#### Extracted entries ####

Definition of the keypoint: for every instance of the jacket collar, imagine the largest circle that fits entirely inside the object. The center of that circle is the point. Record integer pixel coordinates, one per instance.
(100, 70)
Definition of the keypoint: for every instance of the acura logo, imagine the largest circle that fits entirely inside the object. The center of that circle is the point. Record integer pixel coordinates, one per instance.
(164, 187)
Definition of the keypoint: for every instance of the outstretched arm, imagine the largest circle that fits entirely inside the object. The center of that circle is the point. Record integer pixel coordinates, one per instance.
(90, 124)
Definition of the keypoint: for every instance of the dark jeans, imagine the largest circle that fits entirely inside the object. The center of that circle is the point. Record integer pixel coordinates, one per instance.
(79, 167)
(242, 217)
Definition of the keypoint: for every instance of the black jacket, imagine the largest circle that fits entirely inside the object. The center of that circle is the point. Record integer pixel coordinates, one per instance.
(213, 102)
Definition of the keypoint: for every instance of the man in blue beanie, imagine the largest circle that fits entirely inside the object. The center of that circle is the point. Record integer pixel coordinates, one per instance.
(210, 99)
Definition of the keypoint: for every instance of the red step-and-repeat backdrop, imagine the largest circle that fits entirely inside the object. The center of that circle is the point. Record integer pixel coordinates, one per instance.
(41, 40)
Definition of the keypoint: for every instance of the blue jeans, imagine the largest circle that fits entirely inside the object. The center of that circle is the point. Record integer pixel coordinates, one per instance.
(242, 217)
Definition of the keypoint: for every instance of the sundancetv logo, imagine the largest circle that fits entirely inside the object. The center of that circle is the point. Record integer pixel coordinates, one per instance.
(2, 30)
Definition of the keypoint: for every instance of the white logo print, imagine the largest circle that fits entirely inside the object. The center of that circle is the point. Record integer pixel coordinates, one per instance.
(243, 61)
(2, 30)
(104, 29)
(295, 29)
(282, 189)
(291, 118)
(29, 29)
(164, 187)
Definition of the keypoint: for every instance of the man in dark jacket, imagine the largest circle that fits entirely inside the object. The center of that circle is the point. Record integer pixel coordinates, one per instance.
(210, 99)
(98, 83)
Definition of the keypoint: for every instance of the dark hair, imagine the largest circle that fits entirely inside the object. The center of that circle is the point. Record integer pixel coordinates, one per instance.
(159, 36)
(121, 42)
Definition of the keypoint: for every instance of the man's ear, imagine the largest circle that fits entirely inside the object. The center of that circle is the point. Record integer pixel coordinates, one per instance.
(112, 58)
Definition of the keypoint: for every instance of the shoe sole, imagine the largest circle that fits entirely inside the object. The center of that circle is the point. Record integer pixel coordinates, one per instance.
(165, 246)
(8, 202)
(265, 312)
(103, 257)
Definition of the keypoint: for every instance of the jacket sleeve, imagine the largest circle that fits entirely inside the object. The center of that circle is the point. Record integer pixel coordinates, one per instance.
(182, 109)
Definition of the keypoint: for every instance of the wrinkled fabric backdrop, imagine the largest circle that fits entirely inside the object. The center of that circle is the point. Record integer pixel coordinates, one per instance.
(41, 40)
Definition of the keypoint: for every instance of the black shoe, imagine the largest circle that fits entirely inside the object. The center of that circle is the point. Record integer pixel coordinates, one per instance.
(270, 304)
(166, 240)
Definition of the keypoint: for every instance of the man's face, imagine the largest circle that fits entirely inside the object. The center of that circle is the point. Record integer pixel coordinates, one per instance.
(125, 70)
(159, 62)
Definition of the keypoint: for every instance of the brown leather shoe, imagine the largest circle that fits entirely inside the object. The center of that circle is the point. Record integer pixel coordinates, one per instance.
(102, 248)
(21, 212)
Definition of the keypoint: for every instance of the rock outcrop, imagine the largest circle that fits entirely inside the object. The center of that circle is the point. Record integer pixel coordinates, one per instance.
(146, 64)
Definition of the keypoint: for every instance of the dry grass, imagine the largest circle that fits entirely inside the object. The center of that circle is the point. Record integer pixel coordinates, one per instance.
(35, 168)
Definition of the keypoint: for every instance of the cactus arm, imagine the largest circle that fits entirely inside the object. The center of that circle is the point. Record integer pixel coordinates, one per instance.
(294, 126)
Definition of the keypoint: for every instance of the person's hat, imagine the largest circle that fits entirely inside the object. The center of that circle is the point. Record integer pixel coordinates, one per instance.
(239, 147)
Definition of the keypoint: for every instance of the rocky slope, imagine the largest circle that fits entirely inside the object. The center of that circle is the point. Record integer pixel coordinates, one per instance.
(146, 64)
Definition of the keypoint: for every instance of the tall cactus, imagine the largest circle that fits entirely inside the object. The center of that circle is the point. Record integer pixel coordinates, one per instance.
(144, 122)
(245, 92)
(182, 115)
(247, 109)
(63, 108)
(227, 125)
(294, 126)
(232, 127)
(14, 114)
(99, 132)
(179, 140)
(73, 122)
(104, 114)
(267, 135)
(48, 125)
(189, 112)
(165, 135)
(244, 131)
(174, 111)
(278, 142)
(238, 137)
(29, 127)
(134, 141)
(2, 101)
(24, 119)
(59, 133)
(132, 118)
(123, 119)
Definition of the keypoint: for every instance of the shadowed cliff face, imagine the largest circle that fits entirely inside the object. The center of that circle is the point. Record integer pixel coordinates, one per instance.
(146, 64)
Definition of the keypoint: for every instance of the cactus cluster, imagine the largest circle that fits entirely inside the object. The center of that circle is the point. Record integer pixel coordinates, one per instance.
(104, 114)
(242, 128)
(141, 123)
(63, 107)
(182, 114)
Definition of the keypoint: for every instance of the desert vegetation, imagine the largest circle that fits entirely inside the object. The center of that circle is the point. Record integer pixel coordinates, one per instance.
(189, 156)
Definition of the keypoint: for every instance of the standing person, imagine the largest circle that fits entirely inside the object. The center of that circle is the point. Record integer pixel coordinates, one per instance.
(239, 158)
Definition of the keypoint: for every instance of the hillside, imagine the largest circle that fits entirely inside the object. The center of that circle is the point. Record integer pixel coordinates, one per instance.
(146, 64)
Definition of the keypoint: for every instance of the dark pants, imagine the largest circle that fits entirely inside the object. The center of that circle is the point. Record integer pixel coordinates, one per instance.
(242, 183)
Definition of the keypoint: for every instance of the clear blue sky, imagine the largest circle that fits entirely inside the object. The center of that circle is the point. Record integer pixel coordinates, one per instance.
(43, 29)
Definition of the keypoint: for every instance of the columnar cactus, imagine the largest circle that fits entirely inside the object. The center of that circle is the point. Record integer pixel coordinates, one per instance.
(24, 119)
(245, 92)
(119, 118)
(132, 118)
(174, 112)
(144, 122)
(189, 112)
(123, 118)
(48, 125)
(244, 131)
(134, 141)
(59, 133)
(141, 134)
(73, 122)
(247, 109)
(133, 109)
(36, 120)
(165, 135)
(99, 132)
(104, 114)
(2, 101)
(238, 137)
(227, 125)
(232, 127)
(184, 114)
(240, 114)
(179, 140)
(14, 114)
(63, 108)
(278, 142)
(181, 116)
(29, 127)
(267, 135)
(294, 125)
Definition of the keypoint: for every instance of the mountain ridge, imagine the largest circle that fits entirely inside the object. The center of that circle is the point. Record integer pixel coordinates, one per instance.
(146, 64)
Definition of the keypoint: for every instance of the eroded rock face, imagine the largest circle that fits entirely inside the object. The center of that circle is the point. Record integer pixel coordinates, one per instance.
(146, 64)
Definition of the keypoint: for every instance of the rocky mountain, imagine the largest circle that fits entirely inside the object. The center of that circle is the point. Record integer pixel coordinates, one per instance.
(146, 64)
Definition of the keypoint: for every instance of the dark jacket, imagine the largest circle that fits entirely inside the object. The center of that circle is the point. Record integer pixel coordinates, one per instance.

####

→ **How to complete this task**: Could you copy out every record above exactly as it appears?

→ **Solution to this task**:
Definition of the keypoint: for every instance of the jacket collar, imagine the largest circle that fits entirely inside the object. The center of that circle is the point. Record integer pixel coordinates, one per instance.
(100, 70)
Definition of the keypoint: for every instance of the acura logo, imagine the largest circle that fits entirely inside the object. The center of that circle is the point. Record integer pixel coordinates, one per instance.
(164, 187)
Definition of the keypoint: for every instance of the outstretched arm, imagine the largest circle that fits entirely inside the object. The center of that circle is the point. Record integer pixel coordinates, one per instance.
(90, 124)
Definition of the keypoint: for every instance of the dark jeans, imagine the largest circle that fits entirely inside the object. The center of that circle is the point. Record integer pixel coordinates, one per instance.
(79, 167)
(242, 217)
Definition of the keypoint: for every instance of the black jacket, imagine the largest circle that fits entirely inside the object. The center of that circle is the point. Record integer pixel coordinates, one per instance.
(213, 102)
Definition of the keypoint: for every instance of the man in blue beanie, imagine the largest circle that fits entirely inside the object. The center of that circle is the point. Record integer pixel coordinates, one per instance.
(210, 99)
Definition of the keypoint: for every instance of the red step-and-repeat backdrop, imagine the largest circle that fits entirely inside the object. The center of that circle is the point. Record integer pixel coordinates, one per instance.
(41, 40)
Definition of the keypoint: for every instance of the blue jeans, imagine the largest circle that fits entirely inside the object. The center of that circle is the point. Record integer pixel coordinates, one per instance.
(242, 217)
Definition of the keypoint: for every instance of the sundancetv logo, imagine the largest circle that fits entirely inside the object. The center of that circle is the point. Record integer pixel coordinates, one per instance.
(2, 30)
Definition of the keypoint: for every instance of the white logo print, imagine the largest circle that fits entirely inside the object. The center of that circle is the point. Record integer pixel coordinates, one per instance.
(243, 61)
(2, 30)
(104, 29)
(295, 29)
(282, 189)
(291, 118)
(29, 29)
(164, 187)
Definition of the keypoint: for every instance of the man in dark jacket, imagine the largest circle that fits entirely inside the object. The center of that circle is the point. Record integer pixel coordinates, one per instance.
(210, 99)
(98, 83)
Definition of the keypoint: for every instance of the dark hair, imagine the largest circle that fits entirely inside the object. The center of that circle is the point. Record integer pixel coordinates, one per instance.
(159, 36)
(121, 42)
Definition of the keypoint: for every instance of the man's ear, imagine the largest circle that fits entirely inside the object. The center of that circle is the point. Record integer pixel coordinates, one per instance.
(112, 58)
Definition of the keypoint: for every instance of the shoe sole, imagine the largest circle that fits entirely inside the object. The center of that circle is the point. Record integer pixel coordinates, one per instance.
(165, 246)
(8, 202)
(265, 312)
(103, 257)
Definition of the keypoint: for every instance of the jacket sleeve, imagine the largest circle that fits entirely inside the object. The center of that circle is the point. Record integer pixel coordinates, one per instance.
(182, 109)
Definition of the keypoint: for every instance of the wrinkled fabric backdrop, imagine the largest circle that fits entirely inside the object. The center of that circle is the point. Record integer pixel coordinates, one per instance.
(41, 40)
Definition of the keypoint: for every instance of the black shoe, imagine the largest circle that fits entirely inside the object. The center of that circle is the point. Record integer pixel coordinates, one per instance.
(270, 304)
(166, 240)
Definition of the keypoint: for every instance of the man's face, imagine the largest circle that fits entirely inside the object. The center of that circle is the point. Record integer pixel coordinates, one per instance.
(125, 70)
(159, 62)
Definition of the keypoint: for every instance of the brown leather shoe, imagine the largest circle that fits entirely inside the object. The center of that circle is the point. Record integer pixel coordinates, one per instance.
(102, 248)
(21, 212)
Definition of the keypoint: for every instance of the rock outcrop, imagine the largest circle that fits entirely inside the object. The center of that circle is the point. Record integer pixel coordinates, one per instance.
(146, 64)
Definition of the keypoint: for every instance of the dry grass, imagine the largest circle that fits entirely inside the object. The center of that circle is the point. Record integer pixel coordinates, one per instance.
(35, 168)
Definition of the keypoint: for every instance of the cactus arm, imagine the largest circle that fits entirely inside the object. The center of that circle is the point. Record integer pixel coordinates, one per instance.
(294, 126)
Definition of the keypoint: for every instance of the person's hat, imagine the largest circle that fits entirely inside the object. The center of that circle is the point. Record integer pixel coordinates, one per instance.
(239, 147)
Definition of the keypoint: for every instance of the rocky slope, imagine the largest circle that fits entirely inside the object. The center of that circle is the point. Record integer pixel coordinates, one per instance.
(146, 64)
Definition of the keypoint: for every instance of the tall cactus, imagine the largest circle that fits entirely inside the object. The center of that circle is the point. Record integer pixel coordinates, one per instance.
(144, 122)
(245, 92)
(182, 115)
(247, 109)
(63, 108)
(227, 125)
(294, 126)
(232, 127)
(14, 114)
(99, 132)
(179, 140)
(73, 122)
(104, 114)
(267, 135)
(48, 125)
(189, 112)
(165, 135)
(244, 131)
(174, 111)
(278, 142)
(238, 137)
(29, 127)
(134, 141)
(2, 101)
(24, 119)
(59, 133)
(132, 118)
(123, 119)
Definition of the keypoint: for every instance of the shadowed cliff face, imagine the largest circle that fits entirely inside the object. The center of that circle is the point. Record integer pixel coordinates, one per instance.
(146, 64)
Definition of the keypoint: for every instance of the cactus cluster, imagine the largest circle that fits entirely inside the object. The center of that circle is the point. Record integer pixel coordinates, one per instance.
(104, 114)
(242, 128)
(141, 123)
(63, 107)
(182, 114)
Definition of the keypoint: for every instance of the desert vegetation, imagine the largest circle that fits entirely inside the object. The center of that circle is the point. Record integer pixel coordinates, one per instance.
(189, 156)
Definition of the keypoint: for every instance of the standing person, imagine the largest circle that fits entirely inside the object. The center of that circle is the point. Record integer pixel coordinates, one per instance.
(239, 158)
Definition of the keypoint: for every instance of the hillside, imagine the largest circle that fits entirely inside the object. The center of that circle is the point. Record integer pixel coordinates, one per instance.
(146, 64)
Definition of the keypoint: for every instance of the dark pants, imagine the largest circle that fits entirely inside the object. The center of that circle is the point. Record integer pixel coordinates, one per instance.
(242, 183)
Definition of the keypoint: for every instance of the clear blue sky, imagine the largest circle that fits entirely inside the object. The center of that circle is the point. Record integer pixel coordinates, one per instance.
(43, 29)
Definition of the keypoint: for every instance of the columnar cactus, imagine the largest circle that fits entirely inside the object. The center of that circle is the point. Record integer pixel coordinates, one per instance.
(24, 119)
(245, 92)
(119, 118)
(132, 118)
(174, 112)
(144, 122)
(189, 112)
(123, 118)
(48, 125)
(244, 131)
(134, 141)
(59, 133)
(141, 134)
(73, 122)
(247, 109)
(133, 109)
(36, 120)
(165, 135)
(99, 132)
(104, 114)
(2, 101)
(238, 137)
(227, 125)
(232, 127)
(184, 114)
(240, 114)
(179, 140)
(14, 114)
(63, 108)
(278, 142)
(181, 116)
(29, 127)
(267, 135)
(294, 125)
Definition of the keypoint: for every instance of the mountain ridge, imagine the largest circle that fits entirely inside the object. The center of that circle is the point. Record integer pixel coordinates, one per instance.
(146, 64)
Definition of the keypoint: for every instance of the eroded rock face, imagine the largest circle that fits entirely inside the object. The center of that circle is the point. Record integer pixel coordinates, one per instance.
(146, 64)
Definition of the keypoint: for every instance of the rocky mountain, imagine the largest circle that fits entirely inside the object. The center of that circle is the point. Record integer pixel coordinates, one per instance.
(146, 64)
Definition of the keypoint: for every instance of the dark jacket, imagine the largest circle that fits entirely inside the object. The center of that circle is the point. Record integer pixel coordinates, one per instance.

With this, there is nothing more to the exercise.